▸ Exercise:
From the listing below, set down exactly the lines between the one holding "Each <instance> block" and the one holding "160L258 200L405 250L424", inclusive. No other line is wanted.

▸ Dataset content:
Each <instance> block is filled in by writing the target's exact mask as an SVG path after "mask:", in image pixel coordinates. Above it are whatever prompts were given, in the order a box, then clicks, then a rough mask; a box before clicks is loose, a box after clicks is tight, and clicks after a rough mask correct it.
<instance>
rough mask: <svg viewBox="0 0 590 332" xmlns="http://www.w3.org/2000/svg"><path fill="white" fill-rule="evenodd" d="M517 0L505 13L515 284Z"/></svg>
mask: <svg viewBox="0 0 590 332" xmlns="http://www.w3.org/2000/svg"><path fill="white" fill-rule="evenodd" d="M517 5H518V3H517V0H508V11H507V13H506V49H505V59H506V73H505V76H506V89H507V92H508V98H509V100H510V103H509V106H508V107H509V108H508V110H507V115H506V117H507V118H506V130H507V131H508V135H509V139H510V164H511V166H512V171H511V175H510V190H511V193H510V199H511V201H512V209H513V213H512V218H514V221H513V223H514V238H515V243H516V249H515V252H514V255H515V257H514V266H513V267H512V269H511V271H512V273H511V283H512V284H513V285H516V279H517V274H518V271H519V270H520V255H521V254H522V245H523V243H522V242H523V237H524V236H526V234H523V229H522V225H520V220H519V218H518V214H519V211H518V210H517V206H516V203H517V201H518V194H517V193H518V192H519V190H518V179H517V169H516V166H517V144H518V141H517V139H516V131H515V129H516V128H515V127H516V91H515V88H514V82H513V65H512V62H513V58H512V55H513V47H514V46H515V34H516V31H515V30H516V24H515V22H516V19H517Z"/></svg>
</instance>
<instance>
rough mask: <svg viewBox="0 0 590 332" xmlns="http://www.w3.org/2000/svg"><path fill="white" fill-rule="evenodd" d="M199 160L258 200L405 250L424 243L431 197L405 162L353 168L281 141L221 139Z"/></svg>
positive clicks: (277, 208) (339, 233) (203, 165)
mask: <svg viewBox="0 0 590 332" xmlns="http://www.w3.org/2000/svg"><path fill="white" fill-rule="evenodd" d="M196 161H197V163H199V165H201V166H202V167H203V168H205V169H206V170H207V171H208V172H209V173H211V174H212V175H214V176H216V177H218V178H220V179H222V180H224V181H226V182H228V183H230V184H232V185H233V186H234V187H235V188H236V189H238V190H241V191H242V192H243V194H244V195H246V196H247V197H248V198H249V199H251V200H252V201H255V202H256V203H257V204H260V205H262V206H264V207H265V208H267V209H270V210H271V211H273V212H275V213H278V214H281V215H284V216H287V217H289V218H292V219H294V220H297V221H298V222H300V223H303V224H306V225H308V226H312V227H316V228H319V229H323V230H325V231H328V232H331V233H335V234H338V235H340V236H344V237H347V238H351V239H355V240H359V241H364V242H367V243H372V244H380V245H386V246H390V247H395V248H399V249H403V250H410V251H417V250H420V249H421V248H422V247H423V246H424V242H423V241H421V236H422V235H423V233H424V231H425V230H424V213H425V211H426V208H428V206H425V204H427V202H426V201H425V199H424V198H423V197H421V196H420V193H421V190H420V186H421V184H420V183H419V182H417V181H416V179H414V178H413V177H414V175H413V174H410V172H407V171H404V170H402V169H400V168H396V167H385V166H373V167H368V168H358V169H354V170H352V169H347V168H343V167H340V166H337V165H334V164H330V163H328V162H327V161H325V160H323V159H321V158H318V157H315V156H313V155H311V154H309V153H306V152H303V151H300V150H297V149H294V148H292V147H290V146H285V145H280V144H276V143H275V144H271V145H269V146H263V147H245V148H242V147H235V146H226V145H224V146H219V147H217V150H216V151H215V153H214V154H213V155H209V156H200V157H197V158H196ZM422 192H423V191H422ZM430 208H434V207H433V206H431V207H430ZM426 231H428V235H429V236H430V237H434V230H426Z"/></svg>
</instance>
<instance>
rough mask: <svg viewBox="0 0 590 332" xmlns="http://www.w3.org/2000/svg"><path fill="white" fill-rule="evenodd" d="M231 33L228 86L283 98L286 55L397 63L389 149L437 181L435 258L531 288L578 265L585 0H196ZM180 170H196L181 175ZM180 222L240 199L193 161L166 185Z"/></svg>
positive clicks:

...

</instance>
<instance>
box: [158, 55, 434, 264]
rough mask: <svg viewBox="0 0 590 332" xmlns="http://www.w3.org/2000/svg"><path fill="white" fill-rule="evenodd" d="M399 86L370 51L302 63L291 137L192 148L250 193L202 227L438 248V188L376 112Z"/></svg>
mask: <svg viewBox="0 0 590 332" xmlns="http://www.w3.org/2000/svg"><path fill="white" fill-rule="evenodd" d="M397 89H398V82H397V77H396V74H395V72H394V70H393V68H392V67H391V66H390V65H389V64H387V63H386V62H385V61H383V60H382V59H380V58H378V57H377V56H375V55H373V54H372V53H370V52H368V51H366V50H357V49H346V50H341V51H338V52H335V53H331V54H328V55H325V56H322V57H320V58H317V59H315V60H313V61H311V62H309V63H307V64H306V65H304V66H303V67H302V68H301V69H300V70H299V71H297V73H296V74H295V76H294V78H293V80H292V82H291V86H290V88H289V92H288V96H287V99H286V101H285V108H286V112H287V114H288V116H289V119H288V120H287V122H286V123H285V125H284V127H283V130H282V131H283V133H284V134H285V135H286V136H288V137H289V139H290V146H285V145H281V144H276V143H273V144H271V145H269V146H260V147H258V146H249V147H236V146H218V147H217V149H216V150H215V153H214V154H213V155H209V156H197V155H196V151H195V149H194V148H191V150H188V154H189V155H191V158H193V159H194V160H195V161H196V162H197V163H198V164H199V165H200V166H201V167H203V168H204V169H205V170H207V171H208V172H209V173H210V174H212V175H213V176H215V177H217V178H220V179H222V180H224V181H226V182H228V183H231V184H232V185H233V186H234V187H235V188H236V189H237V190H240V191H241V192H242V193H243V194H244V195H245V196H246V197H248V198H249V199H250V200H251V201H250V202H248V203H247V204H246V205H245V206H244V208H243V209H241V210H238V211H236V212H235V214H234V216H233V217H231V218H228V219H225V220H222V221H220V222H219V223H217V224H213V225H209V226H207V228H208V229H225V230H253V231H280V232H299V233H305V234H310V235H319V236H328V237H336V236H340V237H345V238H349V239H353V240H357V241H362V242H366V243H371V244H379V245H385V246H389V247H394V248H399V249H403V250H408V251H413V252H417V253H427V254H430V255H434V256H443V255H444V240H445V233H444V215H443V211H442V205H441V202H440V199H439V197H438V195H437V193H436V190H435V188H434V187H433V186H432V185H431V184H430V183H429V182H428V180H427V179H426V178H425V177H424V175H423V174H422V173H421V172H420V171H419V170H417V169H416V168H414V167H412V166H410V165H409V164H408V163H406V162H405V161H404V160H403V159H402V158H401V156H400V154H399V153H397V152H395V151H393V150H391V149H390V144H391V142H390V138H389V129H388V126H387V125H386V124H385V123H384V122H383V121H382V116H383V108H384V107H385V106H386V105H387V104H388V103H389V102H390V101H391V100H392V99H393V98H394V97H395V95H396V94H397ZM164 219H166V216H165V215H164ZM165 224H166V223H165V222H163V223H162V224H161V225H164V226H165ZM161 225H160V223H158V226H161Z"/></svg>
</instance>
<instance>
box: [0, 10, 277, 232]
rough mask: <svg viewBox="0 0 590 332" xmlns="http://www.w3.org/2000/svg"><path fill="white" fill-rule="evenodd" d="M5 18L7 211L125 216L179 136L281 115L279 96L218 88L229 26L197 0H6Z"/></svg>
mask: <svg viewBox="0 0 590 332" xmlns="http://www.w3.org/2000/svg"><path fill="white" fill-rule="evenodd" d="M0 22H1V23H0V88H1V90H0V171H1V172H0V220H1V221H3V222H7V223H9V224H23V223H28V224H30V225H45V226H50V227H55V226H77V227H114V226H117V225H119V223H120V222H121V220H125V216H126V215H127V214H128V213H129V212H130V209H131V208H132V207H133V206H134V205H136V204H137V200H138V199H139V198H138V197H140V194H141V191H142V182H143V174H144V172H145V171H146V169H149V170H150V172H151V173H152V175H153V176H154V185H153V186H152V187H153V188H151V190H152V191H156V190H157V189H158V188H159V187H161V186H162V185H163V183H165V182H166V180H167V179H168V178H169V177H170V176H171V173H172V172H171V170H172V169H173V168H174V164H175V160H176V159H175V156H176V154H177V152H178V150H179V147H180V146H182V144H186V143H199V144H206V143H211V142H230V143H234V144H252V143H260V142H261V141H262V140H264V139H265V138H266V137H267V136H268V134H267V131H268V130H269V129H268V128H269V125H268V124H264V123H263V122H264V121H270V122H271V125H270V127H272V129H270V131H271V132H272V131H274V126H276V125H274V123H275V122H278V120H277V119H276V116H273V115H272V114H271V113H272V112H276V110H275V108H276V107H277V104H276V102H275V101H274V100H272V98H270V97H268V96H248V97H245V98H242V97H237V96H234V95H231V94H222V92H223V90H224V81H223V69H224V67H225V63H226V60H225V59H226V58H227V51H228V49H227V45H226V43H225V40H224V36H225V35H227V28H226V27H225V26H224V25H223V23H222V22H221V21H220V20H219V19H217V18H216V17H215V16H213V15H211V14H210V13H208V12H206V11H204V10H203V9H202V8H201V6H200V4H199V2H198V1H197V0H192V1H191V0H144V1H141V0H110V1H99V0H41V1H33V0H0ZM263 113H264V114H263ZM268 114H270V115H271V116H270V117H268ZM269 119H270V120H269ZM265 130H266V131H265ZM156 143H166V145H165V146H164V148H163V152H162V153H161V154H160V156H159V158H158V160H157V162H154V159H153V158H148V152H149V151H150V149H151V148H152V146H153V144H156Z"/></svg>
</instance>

▸ Solution to the problem:
Each <instance> block is filled in by writing the target's exact mask as an SVG path after "mask:", in image pixel coordinates. Above it are whatever prompts were given, in the order a box, then clicks, then a rough mask; a box before clicks is loose, a box after clicks is tight, and clicks after a rough mask correct it.
<instance>
rough mask: <svg viewBox="0 0 590 332" xmlns="http://www.w3.org/2000/svg"><path fill="white" fill-rule="evenodd" d="M517 0L505 13L515 284Z"/></svg>
mask: <svg viewBox="0 0 590 332" xmlns="http://www.w3.org/2000/svg"><path fill="white" fill-rule="evenodd" d="M517 5H518V3H517V0H508V11H507V13H506V49H505V59H506V73H505V76H506V89H507V92H508V98H509V100H510V103H509V106H508V107H509V108H508V110H507V115H506V117H507V118H506V130H507V131H508V135H509V139H510V164H511V166H512V171H511V175H510V190H511V193H510V199H511V201H512V209H513V213H512V218H514V221H513V223H514V238H515V243H516V249H515V252H514V255H515V257H514V266H513V267H512V269H511V271H512V273H511V283H512V284H513V285H516V279H517V274H518V271H519V270H520V255H521V254H522V245H523V243H522V242H523V237H524V236H526V234H523V229H522V225H520V220H519V218H518V214H519V211H518V210H517V206H516V203H517V201H518V194H517V193H518V192H519V190H518V179H517V169H516V166H517V144H518V141H517V139H516V131H515V129H516V128H515V127H516V91H515V88H514V82H513V65H512V62H513V58H512V55H513V47H514V46H515V34H516V31H515V30H516V24H515V22H516V19H517Z"/></svg>
</instance>
<instance>
rough mask: <svg viewBox="0 0 590 332" xmlns="http://www.w3.org/2000/svg"><path fill="white" fill-rule="evenodd" d="M199 160L258 200L405 250L424 243L431 197L405 162L353 168L281 141L221 139Z"/></svg>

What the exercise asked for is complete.